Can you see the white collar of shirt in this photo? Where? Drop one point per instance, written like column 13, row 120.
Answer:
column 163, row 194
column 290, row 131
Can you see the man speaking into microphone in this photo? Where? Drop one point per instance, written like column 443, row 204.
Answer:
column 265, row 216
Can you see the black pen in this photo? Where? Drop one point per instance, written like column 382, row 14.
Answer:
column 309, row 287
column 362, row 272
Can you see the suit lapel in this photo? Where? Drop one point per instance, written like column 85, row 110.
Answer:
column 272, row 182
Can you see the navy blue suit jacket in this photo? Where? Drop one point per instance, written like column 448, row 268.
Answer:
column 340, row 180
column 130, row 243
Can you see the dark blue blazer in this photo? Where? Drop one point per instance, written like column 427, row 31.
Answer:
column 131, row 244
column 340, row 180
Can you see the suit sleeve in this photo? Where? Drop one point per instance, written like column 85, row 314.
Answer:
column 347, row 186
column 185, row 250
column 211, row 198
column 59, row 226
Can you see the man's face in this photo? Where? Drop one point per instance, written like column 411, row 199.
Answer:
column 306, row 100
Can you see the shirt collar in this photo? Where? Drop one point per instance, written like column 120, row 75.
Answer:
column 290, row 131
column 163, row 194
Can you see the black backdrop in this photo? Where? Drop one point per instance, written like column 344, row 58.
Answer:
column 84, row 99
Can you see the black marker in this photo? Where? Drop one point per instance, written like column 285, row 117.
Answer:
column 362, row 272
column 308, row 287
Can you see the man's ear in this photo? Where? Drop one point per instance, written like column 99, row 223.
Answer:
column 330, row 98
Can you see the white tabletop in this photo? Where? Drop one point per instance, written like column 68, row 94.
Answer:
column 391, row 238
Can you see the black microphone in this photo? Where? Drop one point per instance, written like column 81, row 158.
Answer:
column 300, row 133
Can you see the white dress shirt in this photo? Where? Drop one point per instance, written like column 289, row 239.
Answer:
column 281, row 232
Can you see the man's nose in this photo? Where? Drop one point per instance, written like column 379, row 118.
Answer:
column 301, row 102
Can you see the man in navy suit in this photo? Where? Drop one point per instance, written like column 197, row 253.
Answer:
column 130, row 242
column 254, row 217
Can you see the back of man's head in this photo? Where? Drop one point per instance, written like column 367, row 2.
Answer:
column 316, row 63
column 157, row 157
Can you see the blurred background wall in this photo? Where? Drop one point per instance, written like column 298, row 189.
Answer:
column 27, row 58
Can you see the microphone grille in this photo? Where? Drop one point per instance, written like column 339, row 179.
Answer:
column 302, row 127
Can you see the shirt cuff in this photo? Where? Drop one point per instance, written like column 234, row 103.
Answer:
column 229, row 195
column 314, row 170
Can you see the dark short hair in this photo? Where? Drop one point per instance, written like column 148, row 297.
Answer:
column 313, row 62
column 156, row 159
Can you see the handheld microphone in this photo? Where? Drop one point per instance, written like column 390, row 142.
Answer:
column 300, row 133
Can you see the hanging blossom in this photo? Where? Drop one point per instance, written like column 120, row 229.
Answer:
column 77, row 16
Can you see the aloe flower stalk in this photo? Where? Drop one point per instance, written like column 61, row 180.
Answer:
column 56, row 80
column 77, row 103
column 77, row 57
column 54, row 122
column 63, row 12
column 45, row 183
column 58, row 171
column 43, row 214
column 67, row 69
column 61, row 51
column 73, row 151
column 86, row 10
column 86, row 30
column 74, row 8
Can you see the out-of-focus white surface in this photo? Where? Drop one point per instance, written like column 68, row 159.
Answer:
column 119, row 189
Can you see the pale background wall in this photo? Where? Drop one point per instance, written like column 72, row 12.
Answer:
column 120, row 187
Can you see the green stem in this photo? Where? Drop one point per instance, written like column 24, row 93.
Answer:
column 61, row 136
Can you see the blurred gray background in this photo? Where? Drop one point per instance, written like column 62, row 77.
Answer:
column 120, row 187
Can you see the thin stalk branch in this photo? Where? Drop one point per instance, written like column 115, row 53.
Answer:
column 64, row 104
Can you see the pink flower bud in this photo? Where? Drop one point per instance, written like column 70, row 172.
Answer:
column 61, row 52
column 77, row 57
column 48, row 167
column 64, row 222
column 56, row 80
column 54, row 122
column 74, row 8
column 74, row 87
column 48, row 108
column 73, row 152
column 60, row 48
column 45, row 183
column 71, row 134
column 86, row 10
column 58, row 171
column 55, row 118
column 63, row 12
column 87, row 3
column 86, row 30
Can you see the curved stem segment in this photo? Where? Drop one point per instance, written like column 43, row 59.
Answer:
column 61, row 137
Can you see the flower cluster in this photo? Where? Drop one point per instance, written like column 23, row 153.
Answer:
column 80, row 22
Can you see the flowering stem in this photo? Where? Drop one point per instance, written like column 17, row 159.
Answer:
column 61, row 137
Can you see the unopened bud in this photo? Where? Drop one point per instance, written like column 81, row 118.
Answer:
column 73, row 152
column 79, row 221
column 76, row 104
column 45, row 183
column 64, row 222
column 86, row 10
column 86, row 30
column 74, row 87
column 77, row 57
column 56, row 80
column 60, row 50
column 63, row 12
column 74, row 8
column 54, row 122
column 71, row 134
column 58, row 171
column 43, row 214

▸ EXERCISE OBJECTIVE: Reproduce all of the items above, swapping "Drop one point per instance" for "Mark one point per instance" everywhere it appears and keeping every other word the same.

▸ EXPECTED ANSWER:
Can you see the white collar of shirt in this photo? Where? Mark one point per instance, written like column 13, row 120.
Answer:
column 163, row 194
column 290, row 131
Can you see the man speaking into microphone in this photo? Where? Mark one point per instance, written like column 443, row 204.
Answer:
column 265, row 216
Can you see the black pen in this photo? Where? Mark one point per instance, written like column 382, row 14.
Answer:
column 309, row 287
column 362, row 272
Can you see the suit lapel in this photo? Where? Mark one point per instance, written like column 85, row 110.
Answer:
column 272, row 182
Can you see the navy blue suit jacket in this photo? Where? Mark one point per instance, written like column 448, row 268.
Answer:
column 340, row 180
column 130, row 243
Can you see the dark blue blazer in this photo? Where? Mark one point per instance, written like column 427, row 31.
Answer:
column 131, row 244
column 340, row 180
Can you see the suit sleeve in this photo? Where? Mark one point per instance, written like column 85, row 314.
Answer:
column 347, row 186
column 185, row 250
column 211, row 198
column 59, row 226
Can you see the man's face in this photo? Where? Mark one point per instance, written like column 411, row 199.
Answer:
column 306, row 100
Can you see the shirt collar in this photo? Where? Mark one point per instance, written like column 120, row 75.
Answer:
column 290, row 131
column 163, row 194
Can you see the black backdrop in this photo? Where? Mark one point per instance, written like column 344, row 58.
Answer:
column 84, row 99
Can you see the black marker in this photo? Where? Mark one point per instance, written like column 285, row 117.
Answer:
column 362, row 272
column 308, row 287
Can you see the man's ear in this photo? Where? Mark one point per instance, written like column 99, row 223.
Answer:
column 330, row 98
Can you see the white tabletop in this photo? Where? Mark one point per instance, written like column 68, row 94.
Answer:
column 391, row 238
Can you see the black microphone in this photo? Where? Mark one point per instance, written like column 81, row 158.
Answer:
column 300, row 133
Can you see the white dress shirt in this photo? Where? Mark one point per instance, written like column 289, row 239.
Answer:
column 281, row 232
Can you see the man's nose in this photo? Where? Mark one point per instance, written like column 379, row 118.
Answer:
column 301, row 102
Can you see the man in navy suit in this photo? Where? Mark one point per instance, written like column 197, row 253.
Answer:
column 130, row 242
column 254, row 217
Can you see the back of man's head in this photo? Where? Mark one point per instance, written like column 367, row 2.
Answer:
column 316, row 63
column 157, row 157
Can you see the blurred background wall in this photo? Where? Mark one point per instance, written like column 298, row 189.
Answer:
column 27, row 58
Can you see the microphone grille in this photo? Where? Mark one point per instance, written like column 339, row 179.
Answer:
column 302, row 127
Can you see the shirt cuff in this photo? Where? Mark one point per instance, written like column 234, row 103.
Answer:
column 229, row 195
column 314, row 170
Can you see the dark short hair in this photo? Where? Mark one point per instance, written like column 148, row 297.
Answer:
column 313, row 62
column 156, row 159
Can you see the handheld microphone in this photo? Where? Mark one point per instance, written like column 390, row 142.
Answer:
column 300, row 133
Can you see the hanging blossom in this photo? Where? Mark one point per instance, written like column 120, row 229.
Answer:
column 77, row 16
Can you see the aloe flower stalk in this photo? Where? Mark one point per instance, written like column 61, row 180.
Answer:
column 56, row 80
column 77, row 103
column 77, row 57
column 54, row 122
column 63, row 12
column 45, row 183
column 58, row 171
column 43, row 214
column 67, row 69
column 61, row 51
column 73, row 151
column 86, row 10
column 86, row 30
column 74, row 8
Can you see the out-of-focus white surface in this photo? Where? Mark one point per instance, written like column 68, row 159.
Answer:
column 119, row 189
Can you see the pale background wall in this photo? Where? Mark one point per instance, written like column 72, row 12.
Answer:
column 120, row 187
Can you see the green stem in this photo? Where? Mark one point per instance, written like column 24, row 93.
Answer:
column 61, row 136
Can you see the blurred gray background in this photo? Where? Mark one point per instance, written like column 62, row 77.
Answer:
column 120, row 187
Can you see the thin stalk branch in this photo? Where? Mark one point per instance, written like column 115, row 53.
Answer:
column 64, row 104
Can you see the pink flower bud in this photo? Where? Mark one point per instance, written like column 70, row 172.
Answer:
column 61, row 52
column 77, row 57
column 48, row 167
column 64, row 222
column 56, row 80
column 54, row 122
column 74, row 8
column 74, row 87
column 48, row 108
column 73, row 152
column 60, row 48
column 45, row 183
column 71, row 134
column 86, row 10
column 58, row 171
column 55, row 118
column 63, row 12
column 87, row 3
column 86, row 30
Can you see the curved stem segment in this photo? Where? Mark one point per instance, written like column 43, row 59.
Answer:
column 61, row 137
Can you see the flower cluster in this photo? Where? Mark one point per instance, written like column 23, row 153.
Answer:
column 80, row 22
Can you see the flowering stem in this photo? Where? Mark one point per instance, written like column 17, row 159.
Answer:
column 61, row 137
Can you see the unopened bud in this photo? Where? Mark one point per instance, written like column 81, row 118.
Answer:
column 73, row 152
column 79, row 221
column 76, row 104
column 45, row 183
column 64, row 222
column 86, row 10
column 86, row 30
column 74, row 87
column 77, row 57
column 56, row 80
column 60, row 50
column 63, row 12
column 74, row 8
column 54, row 122
column 71, row 134
column 58, row 171
column 43, row 214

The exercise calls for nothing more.